-- Material shown --
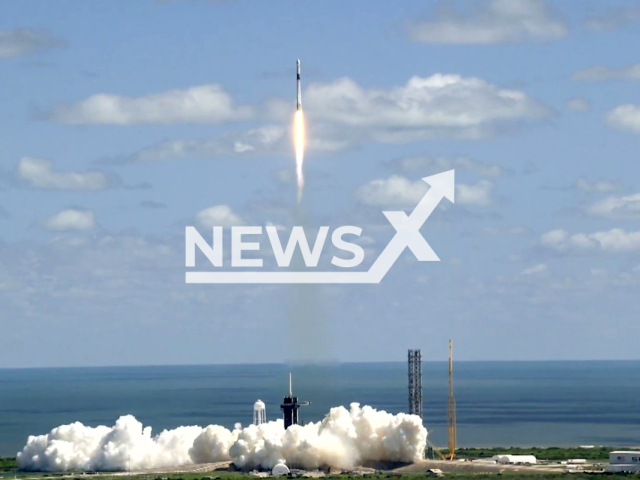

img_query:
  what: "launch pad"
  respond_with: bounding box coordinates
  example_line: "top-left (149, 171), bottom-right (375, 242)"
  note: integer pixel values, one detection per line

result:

-- Task description --
Can you copy the data above word for word, leaving out the picture?

-- Result below --
img_query:
  what: "launch pad"
  respond_with: bounding box coordinates
  example_line: "top-left (149, 171), bottom-right (375, 242)"
  note: integer pixel values, one detection per line

result:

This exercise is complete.